→ **PROBLEM REQUIREMENTS**
Extract each line from the listing below that contains the word "handle".

Dataset entries
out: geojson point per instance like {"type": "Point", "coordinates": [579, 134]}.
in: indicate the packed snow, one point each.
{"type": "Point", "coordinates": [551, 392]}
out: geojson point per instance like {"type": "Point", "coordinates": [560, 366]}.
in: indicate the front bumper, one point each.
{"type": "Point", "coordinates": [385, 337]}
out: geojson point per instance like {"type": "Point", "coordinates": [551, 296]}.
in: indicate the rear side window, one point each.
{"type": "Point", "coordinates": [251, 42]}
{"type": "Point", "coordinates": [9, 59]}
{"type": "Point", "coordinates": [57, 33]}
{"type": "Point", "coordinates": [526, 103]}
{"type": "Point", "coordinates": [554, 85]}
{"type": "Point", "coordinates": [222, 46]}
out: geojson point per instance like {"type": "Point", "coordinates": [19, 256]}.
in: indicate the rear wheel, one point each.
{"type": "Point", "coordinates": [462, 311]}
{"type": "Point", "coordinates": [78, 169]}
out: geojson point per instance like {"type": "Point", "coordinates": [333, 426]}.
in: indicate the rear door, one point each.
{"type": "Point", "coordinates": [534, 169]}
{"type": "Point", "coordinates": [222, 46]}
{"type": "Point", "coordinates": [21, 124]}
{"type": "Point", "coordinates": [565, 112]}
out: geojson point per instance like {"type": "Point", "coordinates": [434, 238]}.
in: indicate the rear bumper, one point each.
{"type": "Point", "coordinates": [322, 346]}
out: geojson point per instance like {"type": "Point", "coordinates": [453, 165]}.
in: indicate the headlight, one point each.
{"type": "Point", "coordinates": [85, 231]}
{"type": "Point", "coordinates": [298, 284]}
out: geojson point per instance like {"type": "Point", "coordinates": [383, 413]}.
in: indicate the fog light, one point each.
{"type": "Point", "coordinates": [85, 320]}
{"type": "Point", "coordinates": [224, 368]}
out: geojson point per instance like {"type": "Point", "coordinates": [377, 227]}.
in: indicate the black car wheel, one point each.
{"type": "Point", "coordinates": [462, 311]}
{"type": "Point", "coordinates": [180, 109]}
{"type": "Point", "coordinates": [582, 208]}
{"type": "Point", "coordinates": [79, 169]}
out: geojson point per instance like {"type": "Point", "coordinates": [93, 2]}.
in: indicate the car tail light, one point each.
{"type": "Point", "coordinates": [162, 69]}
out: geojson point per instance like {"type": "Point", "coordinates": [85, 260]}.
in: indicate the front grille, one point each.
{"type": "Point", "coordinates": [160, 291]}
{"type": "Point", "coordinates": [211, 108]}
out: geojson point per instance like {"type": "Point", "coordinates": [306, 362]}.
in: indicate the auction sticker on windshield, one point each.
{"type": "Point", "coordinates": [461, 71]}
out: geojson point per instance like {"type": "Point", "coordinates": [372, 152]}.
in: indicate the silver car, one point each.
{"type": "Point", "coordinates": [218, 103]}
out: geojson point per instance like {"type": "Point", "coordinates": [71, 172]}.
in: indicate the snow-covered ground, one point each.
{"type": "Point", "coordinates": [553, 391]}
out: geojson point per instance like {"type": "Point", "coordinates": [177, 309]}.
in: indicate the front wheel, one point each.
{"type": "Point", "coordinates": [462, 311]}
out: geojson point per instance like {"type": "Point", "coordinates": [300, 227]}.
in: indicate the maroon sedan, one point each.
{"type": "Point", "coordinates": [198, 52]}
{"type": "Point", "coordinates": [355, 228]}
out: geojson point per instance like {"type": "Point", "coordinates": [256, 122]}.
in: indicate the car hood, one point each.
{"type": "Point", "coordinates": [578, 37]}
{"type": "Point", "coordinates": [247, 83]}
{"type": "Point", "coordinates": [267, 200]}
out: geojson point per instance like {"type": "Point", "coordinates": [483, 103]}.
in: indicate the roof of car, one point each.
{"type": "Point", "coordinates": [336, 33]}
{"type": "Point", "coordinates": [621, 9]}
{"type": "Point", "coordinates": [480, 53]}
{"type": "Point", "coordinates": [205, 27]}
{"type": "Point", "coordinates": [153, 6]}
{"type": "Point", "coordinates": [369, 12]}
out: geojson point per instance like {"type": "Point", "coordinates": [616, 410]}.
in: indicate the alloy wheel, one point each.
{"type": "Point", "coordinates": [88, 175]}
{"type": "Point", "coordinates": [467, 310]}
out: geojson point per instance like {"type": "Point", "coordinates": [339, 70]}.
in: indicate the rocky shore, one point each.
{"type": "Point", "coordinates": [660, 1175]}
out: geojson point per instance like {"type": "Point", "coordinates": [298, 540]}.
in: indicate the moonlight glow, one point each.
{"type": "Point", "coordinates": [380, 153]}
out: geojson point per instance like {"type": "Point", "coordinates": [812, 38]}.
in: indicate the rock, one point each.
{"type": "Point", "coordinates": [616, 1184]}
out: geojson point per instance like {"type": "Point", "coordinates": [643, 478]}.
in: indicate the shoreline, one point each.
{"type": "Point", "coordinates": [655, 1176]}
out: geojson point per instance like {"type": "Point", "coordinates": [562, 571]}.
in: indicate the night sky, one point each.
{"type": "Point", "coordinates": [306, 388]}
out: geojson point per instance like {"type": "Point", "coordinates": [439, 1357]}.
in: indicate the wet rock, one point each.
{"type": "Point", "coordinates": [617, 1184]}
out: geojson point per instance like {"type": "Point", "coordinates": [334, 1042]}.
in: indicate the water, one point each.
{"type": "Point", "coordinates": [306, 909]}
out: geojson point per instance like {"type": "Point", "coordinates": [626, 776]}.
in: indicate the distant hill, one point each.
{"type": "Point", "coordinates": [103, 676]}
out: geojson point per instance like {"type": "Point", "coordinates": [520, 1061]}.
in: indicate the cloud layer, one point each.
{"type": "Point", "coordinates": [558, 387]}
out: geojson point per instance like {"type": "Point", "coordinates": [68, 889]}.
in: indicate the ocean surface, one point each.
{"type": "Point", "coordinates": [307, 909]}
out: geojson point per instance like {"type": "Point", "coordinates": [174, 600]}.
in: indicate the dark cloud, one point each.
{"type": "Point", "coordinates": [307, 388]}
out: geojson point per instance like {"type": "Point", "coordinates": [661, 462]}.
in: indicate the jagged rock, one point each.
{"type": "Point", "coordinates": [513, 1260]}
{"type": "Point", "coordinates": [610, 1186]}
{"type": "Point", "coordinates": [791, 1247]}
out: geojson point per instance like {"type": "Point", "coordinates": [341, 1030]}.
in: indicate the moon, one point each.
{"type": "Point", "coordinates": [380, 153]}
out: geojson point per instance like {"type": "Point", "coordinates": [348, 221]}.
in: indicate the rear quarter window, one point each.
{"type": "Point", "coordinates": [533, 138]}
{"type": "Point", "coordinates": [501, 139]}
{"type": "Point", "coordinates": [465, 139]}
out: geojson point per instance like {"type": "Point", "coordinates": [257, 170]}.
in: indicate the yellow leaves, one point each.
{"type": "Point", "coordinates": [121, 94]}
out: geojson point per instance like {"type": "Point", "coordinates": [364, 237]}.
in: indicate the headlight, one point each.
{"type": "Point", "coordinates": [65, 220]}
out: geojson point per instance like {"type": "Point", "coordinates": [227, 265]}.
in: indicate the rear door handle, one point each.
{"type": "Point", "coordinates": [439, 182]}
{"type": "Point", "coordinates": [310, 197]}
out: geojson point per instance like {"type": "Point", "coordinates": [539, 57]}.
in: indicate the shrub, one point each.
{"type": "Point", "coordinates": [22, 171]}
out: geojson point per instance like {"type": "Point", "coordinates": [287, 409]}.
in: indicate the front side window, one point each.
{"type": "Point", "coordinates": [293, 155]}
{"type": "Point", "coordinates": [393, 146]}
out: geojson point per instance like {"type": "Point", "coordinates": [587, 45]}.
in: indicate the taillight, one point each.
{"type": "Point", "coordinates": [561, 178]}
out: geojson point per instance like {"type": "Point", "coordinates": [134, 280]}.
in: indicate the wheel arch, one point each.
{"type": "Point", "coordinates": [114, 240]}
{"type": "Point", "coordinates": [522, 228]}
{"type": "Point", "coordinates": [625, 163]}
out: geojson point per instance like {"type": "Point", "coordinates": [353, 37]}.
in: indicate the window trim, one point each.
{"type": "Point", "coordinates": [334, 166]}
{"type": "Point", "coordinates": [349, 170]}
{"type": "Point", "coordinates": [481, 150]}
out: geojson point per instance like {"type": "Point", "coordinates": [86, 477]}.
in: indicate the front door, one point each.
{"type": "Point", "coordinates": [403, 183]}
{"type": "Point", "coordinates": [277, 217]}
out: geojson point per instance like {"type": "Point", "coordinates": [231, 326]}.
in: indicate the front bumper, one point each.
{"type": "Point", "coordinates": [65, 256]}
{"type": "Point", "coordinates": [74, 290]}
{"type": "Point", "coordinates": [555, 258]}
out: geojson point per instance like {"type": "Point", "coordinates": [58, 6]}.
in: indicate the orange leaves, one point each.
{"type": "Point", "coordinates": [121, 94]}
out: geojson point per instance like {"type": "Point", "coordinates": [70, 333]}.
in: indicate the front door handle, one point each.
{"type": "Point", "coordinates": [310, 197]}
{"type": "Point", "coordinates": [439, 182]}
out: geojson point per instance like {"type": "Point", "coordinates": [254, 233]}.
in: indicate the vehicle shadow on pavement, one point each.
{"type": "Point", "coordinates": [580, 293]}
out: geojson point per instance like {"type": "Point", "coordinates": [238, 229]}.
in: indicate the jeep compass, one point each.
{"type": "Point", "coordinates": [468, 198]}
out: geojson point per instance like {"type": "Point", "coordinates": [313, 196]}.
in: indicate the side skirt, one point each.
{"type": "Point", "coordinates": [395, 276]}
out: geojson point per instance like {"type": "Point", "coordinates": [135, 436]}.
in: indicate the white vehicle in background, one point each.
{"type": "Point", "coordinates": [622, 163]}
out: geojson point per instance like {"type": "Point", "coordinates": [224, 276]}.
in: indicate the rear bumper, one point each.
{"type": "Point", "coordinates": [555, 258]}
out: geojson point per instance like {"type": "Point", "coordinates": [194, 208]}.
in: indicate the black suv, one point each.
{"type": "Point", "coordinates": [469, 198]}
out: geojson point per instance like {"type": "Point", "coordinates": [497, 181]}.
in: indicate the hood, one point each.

→ **ANSWER BELOW**
in: indicate the rear door handle, one point each.
in: indicate the front door handle, one point each.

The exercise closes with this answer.